WHAT IS NEEDED: In the entries below, can you convert everything from the line containing "Q. Point to the stone wall" down to the line containing "pixel 97 96", both included, into a JSON list of strings with one string per line and blank lines left out?

PROVIDED DATA:
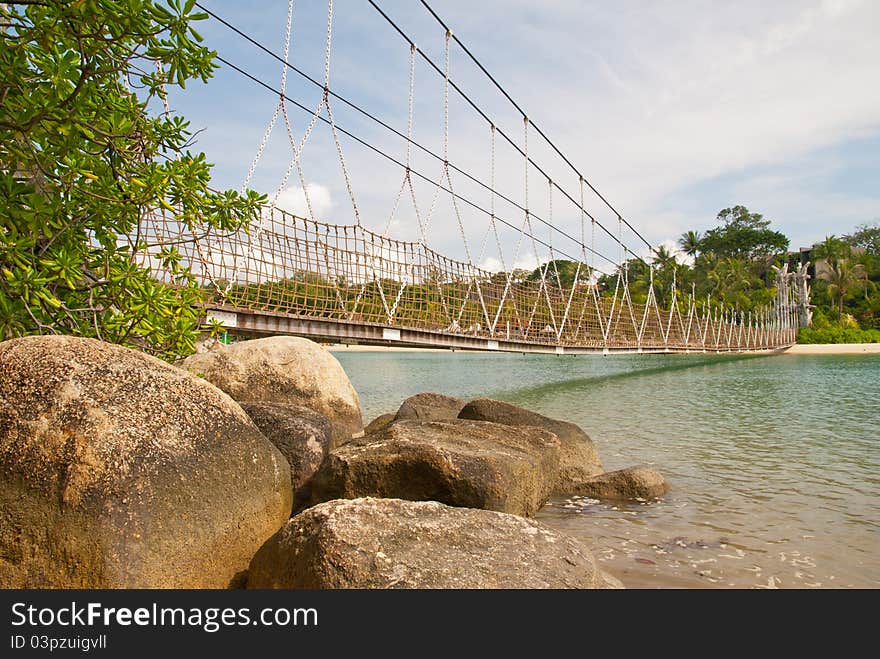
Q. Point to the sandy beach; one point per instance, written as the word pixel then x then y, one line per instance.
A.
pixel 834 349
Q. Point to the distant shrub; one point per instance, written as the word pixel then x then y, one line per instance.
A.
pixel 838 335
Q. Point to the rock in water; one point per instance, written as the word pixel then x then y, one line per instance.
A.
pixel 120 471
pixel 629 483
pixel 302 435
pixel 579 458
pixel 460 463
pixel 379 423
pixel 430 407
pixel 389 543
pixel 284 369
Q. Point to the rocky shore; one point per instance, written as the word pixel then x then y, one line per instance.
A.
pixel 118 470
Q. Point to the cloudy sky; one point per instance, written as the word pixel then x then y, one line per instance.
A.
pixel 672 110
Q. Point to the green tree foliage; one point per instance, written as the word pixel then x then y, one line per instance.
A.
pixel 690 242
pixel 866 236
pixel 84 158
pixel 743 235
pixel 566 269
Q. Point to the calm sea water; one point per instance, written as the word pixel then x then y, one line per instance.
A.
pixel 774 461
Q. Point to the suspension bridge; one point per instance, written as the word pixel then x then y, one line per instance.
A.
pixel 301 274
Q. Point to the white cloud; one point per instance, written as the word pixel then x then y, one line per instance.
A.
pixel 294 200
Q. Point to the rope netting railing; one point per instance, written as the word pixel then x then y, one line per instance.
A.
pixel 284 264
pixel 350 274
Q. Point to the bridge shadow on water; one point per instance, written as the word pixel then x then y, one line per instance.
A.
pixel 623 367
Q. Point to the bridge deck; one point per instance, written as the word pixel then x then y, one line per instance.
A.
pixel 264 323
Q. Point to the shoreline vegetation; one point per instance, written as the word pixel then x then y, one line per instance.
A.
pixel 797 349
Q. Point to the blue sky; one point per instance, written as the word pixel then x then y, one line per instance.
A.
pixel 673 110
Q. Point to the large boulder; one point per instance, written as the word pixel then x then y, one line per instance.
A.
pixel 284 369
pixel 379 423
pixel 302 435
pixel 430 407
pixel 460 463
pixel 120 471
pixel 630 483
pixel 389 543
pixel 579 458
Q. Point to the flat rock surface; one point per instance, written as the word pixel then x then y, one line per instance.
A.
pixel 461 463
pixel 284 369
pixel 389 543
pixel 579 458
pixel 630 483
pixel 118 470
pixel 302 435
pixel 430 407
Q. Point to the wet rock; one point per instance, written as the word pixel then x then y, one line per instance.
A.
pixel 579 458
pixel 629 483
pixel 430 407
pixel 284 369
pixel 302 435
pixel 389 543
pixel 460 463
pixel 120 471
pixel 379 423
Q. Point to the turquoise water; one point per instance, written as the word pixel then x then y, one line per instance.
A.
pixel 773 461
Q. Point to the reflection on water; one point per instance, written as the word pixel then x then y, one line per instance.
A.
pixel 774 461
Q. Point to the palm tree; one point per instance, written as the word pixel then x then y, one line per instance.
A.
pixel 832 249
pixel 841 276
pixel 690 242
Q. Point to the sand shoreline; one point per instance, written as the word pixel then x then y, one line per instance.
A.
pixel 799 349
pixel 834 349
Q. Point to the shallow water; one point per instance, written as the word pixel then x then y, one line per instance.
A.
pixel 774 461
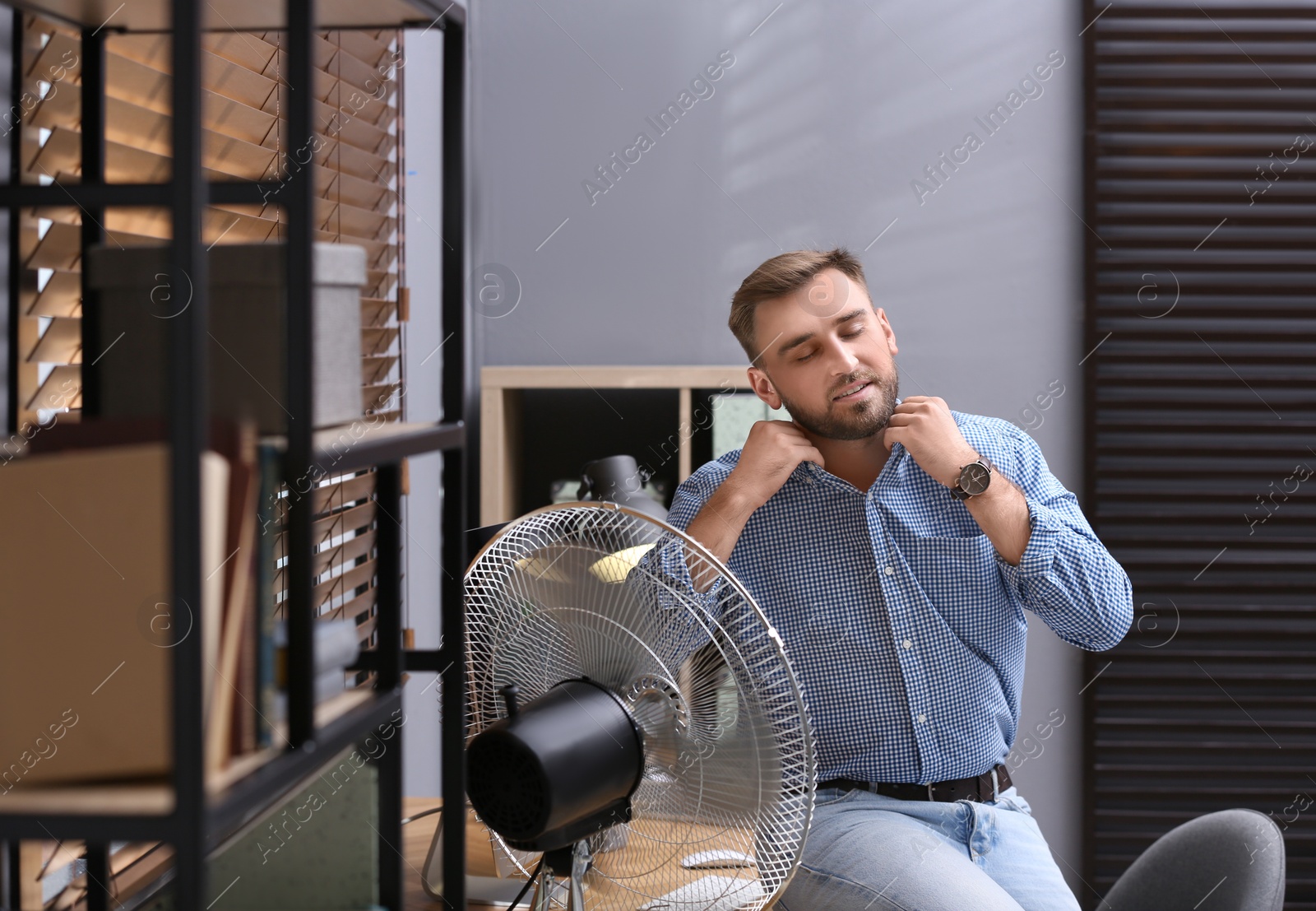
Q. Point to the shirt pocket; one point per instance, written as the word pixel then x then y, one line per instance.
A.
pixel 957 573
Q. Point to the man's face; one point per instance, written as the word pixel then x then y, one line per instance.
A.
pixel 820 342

==

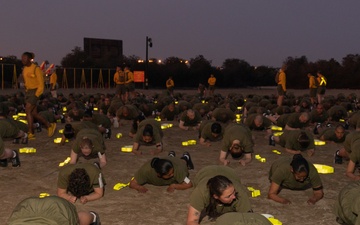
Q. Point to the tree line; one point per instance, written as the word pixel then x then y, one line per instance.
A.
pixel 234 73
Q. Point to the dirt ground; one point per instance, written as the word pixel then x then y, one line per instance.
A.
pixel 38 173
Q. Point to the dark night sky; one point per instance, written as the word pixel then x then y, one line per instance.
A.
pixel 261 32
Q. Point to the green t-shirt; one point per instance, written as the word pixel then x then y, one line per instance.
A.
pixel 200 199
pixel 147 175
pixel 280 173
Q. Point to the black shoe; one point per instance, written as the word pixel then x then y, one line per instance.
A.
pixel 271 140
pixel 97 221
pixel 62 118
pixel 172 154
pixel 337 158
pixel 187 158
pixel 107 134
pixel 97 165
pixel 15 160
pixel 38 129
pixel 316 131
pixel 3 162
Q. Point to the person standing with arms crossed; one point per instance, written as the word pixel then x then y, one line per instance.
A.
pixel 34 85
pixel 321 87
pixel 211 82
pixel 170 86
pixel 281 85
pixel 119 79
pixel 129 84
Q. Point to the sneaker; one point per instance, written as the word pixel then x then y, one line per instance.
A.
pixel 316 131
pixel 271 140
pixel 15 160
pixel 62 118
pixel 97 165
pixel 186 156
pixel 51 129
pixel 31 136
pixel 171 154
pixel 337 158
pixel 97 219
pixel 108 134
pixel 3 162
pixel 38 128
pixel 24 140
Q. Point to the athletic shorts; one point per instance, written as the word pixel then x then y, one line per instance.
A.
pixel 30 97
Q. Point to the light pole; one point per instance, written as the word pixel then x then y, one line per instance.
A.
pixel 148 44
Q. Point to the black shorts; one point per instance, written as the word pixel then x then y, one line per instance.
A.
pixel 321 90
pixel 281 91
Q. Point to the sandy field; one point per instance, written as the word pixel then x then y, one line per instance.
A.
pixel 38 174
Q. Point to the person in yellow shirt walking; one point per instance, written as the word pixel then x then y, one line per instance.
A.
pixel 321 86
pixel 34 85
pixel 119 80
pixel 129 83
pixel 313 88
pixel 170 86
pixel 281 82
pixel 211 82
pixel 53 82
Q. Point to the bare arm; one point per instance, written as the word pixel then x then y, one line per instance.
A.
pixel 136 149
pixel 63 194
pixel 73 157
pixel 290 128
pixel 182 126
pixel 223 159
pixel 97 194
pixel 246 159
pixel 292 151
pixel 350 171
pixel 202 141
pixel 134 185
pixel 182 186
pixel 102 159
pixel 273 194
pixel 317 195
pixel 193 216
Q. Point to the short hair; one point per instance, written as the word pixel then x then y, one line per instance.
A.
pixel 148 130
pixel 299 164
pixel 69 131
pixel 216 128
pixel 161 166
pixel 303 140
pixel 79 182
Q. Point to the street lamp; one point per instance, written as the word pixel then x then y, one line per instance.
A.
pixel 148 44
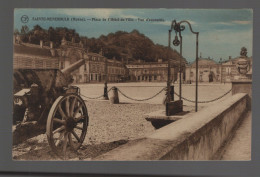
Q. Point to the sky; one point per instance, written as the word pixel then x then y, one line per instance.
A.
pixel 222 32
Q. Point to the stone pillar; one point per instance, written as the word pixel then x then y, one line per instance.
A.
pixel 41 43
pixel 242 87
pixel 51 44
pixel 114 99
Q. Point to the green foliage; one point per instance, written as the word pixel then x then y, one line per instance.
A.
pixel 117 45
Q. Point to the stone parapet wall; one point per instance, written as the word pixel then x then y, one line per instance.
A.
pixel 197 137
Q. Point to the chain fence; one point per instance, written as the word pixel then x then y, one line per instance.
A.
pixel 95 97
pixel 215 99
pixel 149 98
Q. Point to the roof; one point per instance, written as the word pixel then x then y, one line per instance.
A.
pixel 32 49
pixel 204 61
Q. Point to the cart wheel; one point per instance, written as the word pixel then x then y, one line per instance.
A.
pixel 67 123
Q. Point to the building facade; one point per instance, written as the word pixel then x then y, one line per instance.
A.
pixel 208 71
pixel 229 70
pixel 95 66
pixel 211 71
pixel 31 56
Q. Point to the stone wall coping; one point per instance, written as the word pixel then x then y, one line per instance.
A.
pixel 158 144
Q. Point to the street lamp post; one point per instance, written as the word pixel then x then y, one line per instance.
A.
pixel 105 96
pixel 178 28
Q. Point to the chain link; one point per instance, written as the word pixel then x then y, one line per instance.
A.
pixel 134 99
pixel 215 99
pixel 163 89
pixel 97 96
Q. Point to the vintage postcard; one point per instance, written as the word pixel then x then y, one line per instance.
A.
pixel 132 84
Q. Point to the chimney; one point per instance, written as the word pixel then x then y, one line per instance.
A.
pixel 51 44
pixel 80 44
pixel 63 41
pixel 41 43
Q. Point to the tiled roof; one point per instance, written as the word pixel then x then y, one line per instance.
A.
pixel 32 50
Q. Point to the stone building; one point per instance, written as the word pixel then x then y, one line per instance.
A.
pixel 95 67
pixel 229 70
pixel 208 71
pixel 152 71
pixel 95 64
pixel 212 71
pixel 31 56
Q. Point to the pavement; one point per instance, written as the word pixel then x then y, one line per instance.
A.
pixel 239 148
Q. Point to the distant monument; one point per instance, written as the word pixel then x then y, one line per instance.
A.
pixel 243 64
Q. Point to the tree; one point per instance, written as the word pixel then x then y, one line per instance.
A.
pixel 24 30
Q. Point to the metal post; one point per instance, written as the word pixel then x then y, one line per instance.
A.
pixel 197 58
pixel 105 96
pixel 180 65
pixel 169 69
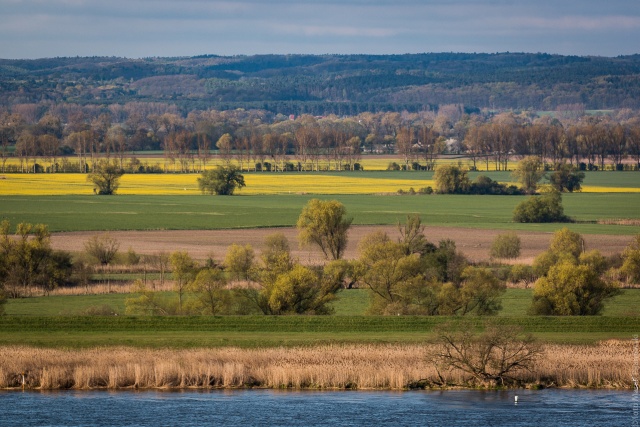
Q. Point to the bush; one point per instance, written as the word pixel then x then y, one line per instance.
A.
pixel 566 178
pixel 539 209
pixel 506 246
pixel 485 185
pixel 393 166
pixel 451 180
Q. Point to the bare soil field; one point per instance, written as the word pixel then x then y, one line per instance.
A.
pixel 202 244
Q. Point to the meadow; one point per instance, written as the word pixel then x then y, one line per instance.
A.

TASK SOLUTION:
[
  "Q. Point to the stone wall coping; one point per instance, written as the word pixel then x then y, one line per instance.",
  "A.",
  "pixel 158 144",
  "Q. Point to the street lamp post; one point per instance, written as the word pixel then x then y, one line per instance.",
  "A.",
  "pixel 105 96",
  "pixel 178 28",
  "Q. Point to the chain link; one point per instance, written as the word pixel then x then y, one line per instance.",
  "A.",
  "pixel 134 99",
  "pixel 215 99",
  "pixel 163 89",
  "pixel 97 96"
]